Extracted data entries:
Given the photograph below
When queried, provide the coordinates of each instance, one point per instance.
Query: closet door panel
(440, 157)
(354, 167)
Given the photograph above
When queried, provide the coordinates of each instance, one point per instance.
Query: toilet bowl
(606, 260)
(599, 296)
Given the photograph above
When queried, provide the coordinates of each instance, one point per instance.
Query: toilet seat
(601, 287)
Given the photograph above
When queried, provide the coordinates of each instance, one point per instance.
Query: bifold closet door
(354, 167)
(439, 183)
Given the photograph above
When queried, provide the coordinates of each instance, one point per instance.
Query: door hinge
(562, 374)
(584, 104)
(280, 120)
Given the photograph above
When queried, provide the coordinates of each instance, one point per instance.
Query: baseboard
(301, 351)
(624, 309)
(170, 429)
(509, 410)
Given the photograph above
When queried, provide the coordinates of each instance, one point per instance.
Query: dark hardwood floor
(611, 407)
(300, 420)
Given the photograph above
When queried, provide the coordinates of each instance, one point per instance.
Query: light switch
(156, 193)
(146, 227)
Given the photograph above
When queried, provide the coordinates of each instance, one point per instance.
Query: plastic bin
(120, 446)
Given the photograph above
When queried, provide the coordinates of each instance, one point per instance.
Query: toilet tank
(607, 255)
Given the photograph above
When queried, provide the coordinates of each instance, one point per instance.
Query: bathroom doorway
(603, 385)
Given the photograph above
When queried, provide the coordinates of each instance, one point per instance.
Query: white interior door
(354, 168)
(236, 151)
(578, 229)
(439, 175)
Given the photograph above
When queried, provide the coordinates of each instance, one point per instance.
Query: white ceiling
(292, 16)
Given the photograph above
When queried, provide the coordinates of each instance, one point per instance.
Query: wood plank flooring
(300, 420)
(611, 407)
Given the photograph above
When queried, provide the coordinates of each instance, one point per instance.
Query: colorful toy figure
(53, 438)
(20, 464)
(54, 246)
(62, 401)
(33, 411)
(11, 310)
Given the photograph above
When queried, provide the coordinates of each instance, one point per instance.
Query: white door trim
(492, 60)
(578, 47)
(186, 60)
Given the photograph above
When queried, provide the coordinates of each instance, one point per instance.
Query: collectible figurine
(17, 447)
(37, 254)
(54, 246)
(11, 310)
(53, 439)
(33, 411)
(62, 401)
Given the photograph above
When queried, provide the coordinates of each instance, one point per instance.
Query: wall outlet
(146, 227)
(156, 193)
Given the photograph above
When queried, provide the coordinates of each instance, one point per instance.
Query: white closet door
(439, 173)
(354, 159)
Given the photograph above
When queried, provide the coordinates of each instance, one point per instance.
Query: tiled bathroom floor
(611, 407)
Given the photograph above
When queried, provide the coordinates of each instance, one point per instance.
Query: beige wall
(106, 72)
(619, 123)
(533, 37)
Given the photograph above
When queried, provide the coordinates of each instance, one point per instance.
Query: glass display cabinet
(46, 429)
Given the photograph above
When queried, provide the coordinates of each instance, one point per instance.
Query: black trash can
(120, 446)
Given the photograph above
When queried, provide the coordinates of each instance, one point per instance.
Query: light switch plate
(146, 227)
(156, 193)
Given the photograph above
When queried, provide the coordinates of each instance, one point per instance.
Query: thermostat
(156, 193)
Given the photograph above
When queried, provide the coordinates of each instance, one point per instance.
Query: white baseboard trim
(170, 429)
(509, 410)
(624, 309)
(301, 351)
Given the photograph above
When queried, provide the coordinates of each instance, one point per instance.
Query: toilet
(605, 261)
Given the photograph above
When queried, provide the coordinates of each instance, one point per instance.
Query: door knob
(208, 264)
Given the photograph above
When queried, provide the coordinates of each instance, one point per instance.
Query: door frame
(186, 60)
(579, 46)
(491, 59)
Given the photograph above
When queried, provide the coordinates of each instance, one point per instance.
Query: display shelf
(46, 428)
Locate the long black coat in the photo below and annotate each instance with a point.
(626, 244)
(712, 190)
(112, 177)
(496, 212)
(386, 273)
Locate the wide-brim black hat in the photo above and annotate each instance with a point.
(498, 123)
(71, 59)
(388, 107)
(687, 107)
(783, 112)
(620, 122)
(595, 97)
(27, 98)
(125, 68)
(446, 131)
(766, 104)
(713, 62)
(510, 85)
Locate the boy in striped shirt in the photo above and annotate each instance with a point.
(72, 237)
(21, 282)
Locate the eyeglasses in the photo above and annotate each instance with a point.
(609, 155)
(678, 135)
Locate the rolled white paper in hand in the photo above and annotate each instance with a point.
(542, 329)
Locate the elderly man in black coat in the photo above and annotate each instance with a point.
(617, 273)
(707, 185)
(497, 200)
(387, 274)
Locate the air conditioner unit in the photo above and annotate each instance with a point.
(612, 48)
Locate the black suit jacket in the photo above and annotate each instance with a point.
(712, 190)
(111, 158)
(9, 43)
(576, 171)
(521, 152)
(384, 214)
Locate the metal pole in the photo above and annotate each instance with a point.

[Problem requirements]
Transcribe the whole listing with nothing added or left out.

[Answer to the task]
Given the photograph below
When queried, provide the coordinates of each instance, one point per instance.
Query: closet door panel
(440, 157)
(354, 167)
Given the photograph above
When queried, provide the coordinates of each instance, one point per instance.
Query: toilet bowl
(606, 260)
(599, 296)
Given the photograph above
When queried, provide the coordinates of each instance, one point per instance.
Query: toilet seat
(601, 287)
Given the photograph above
When queried, provide the coordinates of each instance, one point per instance.
Query: bifold closet door
(354, 167)
(439, 183)
Given the photograph above
When queried, provide the coordinates of each instance, one point per instance.
Query: door hinge
(562, 374)
(584, 104)
(280, 120)
Given the photograph above
When queried, provide the coordinates of each instance, one point per instance.
Query: baseboard
(301, 351)
(624, 309)
(170, 429)
(509, 410)
Given the photograph above
When queried, provide the coordinates of each instance, one point per instance.
Query: dark hardwood floor
(611, 407)
(300, 420)
Given the photograph above
When queried, provide the coordinates of each instance, one point per instance.
Query: light switch
(156, 193)
(146, 227)
Given the photograph above
When queried, provide the coordinates of each instance, one point per instance.
Query: plastic bin
(120, 446)
Given the photograph above
When queried, provide the coordinates of each instance, one point per instance.
Query: toilet tank
(607, 255)
Given the photograph above
When queried, provide the coordinates of each instance, one point per instance.
Query: bathroom doorway
(603, 385)
Given the photograph above
When queried, provide the coordinates of each instance, one point per instance.
Query: white interior door
(354, 168)
(236, 151)
(578, 229)
(439, 175)
Given the photograph above
When queried, provide the coordinates of each instance, one point per instance.
Query: white ceiling
(292, 16)
Given the photograph above
When queried, provide the coordinates of each instance, one point per instance.
Query: wood plank flooring
(300, 420)
(611, 407)
Given the photograph above
When queried, provide the coordinates of each instance, one point per instance.
Query: colorful toy figure
(53, 438)
(20, 464)
(54, 246)
(62, 401)
(33, 411)
(11, 310)
Given the photograph above
When queried, provide the coordinates of each instance, one point per instance.
Query: white door trim
(492, 60)
(578, 47)
(186, 60)
Given the photograph above
When queried, provide the coordinates of each instance, one point per instance.
Query: collectible figurine
(17, 447)
(37, 254)
(54, 246)
(11, 310)
(53, 439)
(33, 411)
(62, 401)
Given the photograph above
When queried, provide the coordinates of each instance, one point per instance.
Query: wall outlet
(146, 227)
(156, 193)
Given the photograph above
When queried, provide the coordinates of each instance, one point per instance.
Query: white closet door
(439, 173)
(354, 159)
Given the photograph above
When queried, provide the coordinates of each instance, one point per instance.
Query: tiled bathroom floor
(611, 407)
Given the photograph above
When queried, provide the coordinates of each instance, one point per instance.
Query: beige wall
(106, 72)
(619, 123)
(533, 37)
Given the photograph above
When queried, provide the coordinates of each instance, one point per instance.
Query: glass display cabinet
(46, 429)
Given the photograph above
When queried, provide the coordinates of each instance, one point per instance.
Query: black trash can
(120, 446)
Given the photograph above
When queried, provide the coordinates of each instance, one point per instance.
Query: light switch plate
(146, 227)
(156, 193)
Given the photograph above
When queried, provide the coordinates of each instance, one point per instance.
Query: thermostat
(156, 193)
Given the photograph above
When queried, provide the coordinates of each instance, one point per instance.
Query: white baseboard trim
(170, 429)
(509, 410)
(624, 309)
(301, 351)
Given the photograph above
When queried, provide the coordinates of each instance, one point per instance.
Query: toilet
(605, 261)
Given the photograph above
When queried, provide the coordinates of each instance, one point per instance.
Query: door knob
(208, 264)
Given the photograph above
When queried, provide the coordinates of each instance, one point per instance.
Query: door frame
(186, 60)
(579, 46)
(491, 59)
Given the photograph above
When queried, provide the coordinates of each instance, one point per instance.
Query: display shelf
(46, 428)
Locate the long black coat in the photo below and annotate each instance with a point.
(626, 244)
(712, 190)
(112, 177)
(496, 212)
(386, 273)
Locate the wide-brim black hat in the photo above and annotate each instance with a point.
(498, 123)
(71, 59)
(388, 107)
(687, 107)
(783, 112)
(620, 122)
(595, 97)
(27, 98)
(125, 68)
(446, 131)
(766, 104)
(713, 62)
(510, 85)
Locate the boy in striped shirt in the photo above and annotate each instance with a point.
(72, 237)
(21, 282)
Locate the eyeglasses in the photo above and annotate each instance with a point.
(609, 155)
(678, 135)
Locate the rolled white paper in hand in the photo above and annotate each instance with a point.
(542, 329)
Locate the elderly man in black coat in the photo above and annotate each instance with a point.
(617, 273)
(707, 185)
(497, 200)
(387, 274)
Locate the air conditioner unit in the photo above and annotate each instance with a point.
(612, 48)
Locate the black suit jacket in the photo above and annotate each instance with a point.
(712, 190)
(111, 158)
(9, 43)
(576, 171)
(521, 152)
(384, 214)
Locate the metal pole in the photo above and annotate each instance with a point.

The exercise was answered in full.